Top of Records for the exercise
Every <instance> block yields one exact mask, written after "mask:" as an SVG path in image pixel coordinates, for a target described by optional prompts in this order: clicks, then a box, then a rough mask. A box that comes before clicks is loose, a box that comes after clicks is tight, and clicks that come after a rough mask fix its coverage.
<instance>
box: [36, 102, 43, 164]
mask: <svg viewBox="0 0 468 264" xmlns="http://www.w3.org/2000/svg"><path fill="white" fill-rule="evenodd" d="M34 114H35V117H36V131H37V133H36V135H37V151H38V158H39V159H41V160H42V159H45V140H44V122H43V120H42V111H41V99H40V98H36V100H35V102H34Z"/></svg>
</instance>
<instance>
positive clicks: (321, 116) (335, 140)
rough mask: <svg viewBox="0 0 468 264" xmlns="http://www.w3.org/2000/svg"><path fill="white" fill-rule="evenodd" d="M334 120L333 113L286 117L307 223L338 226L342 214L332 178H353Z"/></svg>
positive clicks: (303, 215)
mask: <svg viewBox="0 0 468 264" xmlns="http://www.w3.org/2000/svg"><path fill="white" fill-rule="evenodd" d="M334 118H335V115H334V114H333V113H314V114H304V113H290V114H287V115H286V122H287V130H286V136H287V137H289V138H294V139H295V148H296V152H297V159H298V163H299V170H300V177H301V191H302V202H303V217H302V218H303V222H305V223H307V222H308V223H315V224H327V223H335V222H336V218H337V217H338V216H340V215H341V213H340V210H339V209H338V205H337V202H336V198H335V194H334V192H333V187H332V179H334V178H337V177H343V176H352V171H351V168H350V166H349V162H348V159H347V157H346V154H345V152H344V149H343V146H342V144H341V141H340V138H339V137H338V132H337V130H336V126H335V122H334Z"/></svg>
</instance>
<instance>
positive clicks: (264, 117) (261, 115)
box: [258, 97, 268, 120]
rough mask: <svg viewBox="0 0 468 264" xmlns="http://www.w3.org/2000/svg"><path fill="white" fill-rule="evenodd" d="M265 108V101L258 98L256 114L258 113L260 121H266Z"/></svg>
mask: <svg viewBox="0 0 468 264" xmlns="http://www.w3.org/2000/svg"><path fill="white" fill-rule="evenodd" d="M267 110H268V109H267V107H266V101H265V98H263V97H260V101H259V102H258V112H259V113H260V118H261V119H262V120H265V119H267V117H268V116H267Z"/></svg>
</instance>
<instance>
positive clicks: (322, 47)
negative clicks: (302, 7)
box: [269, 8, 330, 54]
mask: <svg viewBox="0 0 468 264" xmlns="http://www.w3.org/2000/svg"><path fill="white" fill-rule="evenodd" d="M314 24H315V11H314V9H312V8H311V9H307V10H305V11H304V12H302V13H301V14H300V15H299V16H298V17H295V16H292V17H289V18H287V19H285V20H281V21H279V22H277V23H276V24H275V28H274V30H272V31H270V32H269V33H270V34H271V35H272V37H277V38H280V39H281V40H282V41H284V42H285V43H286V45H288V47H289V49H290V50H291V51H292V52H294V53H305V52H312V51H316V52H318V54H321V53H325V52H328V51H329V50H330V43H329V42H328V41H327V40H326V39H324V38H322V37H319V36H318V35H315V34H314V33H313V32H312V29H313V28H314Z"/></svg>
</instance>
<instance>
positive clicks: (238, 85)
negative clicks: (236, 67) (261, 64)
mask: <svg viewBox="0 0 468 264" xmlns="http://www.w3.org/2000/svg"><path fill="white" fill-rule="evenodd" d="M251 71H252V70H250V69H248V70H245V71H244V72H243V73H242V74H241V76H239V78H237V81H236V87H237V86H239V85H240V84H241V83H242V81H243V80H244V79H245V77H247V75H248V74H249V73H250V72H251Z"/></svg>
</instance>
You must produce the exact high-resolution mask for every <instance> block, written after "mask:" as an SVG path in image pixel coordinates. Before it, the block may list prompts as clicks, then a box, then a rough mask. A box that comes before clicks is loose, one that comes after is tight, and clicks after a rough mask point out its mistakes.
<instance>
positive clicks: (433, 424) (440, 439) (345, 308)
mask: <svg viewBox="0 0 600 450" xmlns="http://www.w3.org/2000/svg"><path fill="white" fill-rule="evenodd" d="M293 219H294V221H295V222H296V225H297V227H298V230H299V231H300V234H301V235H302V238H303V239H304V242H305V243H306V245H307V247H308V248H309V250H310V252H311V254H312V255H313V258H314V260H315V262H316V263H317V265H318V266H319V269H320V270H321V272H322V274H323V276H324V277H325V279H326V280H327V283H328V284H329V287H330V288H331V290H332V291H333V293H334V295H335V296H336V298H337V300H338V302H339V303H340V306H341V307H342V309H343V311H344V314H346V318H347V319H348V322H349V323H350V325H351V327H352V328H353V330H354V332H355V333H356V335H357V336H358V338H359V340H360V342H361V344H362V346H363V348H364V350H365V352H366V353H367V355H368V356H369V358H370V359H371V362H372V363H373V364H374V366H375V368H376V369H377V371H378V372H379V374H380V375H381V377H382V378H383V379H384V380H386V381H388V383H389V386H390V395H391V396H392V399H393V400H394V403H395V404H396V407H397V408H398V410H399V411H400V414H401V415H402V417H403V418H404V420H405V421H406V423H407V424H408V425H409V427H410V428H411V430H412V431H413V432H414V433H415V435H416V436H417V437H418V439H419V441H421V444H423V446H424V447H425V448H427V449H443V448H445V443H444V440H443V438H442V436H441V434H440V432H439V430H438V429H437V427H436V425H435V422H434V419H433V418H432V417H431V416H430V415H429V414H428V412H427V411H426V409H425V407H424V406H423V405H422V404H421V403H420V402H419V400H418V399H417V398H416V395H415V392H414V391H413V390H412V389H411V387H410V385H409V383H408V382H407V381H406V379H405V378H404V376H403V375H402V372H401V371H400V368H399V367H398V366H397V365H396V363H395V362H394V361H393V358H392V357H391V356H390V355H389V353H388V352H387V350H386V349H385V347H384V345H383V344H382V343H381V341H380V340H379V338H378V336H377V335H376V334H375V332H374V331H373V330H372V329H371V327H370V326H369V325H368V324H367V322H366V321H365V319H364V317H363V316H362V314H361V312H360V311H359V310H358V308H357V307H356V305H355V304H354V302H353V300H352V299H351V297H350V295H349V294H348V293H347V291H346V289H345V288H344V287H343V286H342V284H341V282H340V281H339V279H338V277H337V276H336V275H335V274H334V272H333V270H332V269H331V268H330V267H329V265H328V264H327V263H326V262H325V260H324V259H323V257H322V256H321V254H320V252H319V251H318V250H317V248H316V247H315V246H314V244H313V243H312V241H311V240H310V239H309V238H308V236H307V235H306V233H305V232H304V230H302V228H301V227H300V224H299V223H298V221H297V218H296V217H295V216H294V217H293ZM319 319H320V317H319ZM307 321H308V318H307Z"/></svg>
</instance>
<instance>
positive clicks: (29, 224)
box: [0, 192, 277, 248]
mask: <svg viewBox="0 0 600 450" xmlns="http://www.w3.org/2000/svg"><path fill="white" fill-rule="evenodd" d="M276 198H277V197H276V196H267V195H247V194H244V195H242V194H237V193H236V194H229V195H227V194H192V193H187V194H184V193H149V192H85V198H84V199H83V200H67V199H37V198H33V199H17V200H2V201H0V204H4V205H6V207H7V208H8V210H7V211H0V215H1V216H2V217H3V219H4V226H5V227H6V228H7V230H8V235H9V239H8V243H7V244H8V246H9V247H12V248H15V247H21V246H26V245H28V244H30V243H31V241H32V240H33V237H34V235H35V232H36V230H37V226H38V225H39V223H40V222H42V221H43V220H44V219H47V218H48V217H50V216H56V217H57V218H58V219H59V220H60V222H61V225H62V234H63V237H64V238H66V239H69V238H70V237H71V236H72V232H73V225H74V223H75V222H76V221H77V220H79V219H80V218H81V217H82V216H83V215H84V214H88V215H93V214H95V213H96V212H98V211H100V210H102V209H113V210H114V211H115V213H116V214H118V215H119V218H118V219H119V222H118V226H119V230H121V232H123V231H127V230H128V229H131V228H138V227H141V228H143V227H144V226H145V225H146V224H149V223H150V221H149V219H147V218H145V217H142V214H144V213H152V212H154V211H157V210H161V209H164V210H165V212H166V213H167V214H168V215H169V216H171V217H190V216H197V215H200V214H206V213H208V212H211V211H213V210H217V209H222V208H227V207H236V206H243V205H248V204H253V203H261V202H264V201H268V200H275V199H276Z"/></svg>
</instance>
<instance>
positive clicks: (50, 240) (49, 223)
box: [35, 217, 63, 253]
Bottom of Records for the exercise
§ Exercise details
Repeat exactly, please, each line from the beginning of the data through the line with "120L333 113L286 117L307" in it, and only those lines.

§ Written answer
Every <instance> block yields one exact mask, written after "mask:" as an SVG path in image pixel coordinates, for a target described by optional prompts in this order: clicks, then a box, then a rough mask. A box that comes before clicks is loose, a box that comes after clicks is tight, and clicks that come after a rough mask fix its coverage.
<instance>
box: [36, 102, 43, 164]
mask: <svg viewBox="0 0 468 264" xmlns="http://www.w3.org/2000/svg"><path fill="white" fill-rule="evenodd" d="M34 114H35V117H36V131H37V133H36V135H37V151H38V158H39V159H41V160H42V159H45V140H44V122H43V120H42V111H41V99H40V98H36V100H35V102H34Z"/></svg>
</instance>
<instance>
positive clicks: (321, 116) (335, 140)
rough mask: <svg viewBox="0 0 468 264" xmlns="http://www.w3.org/2000/svg"><path fill="white" fill-rule="evenodd" d="M334 120L333 113L286 117L307 223L338 226L342 214L332 178H353Z"/></svg>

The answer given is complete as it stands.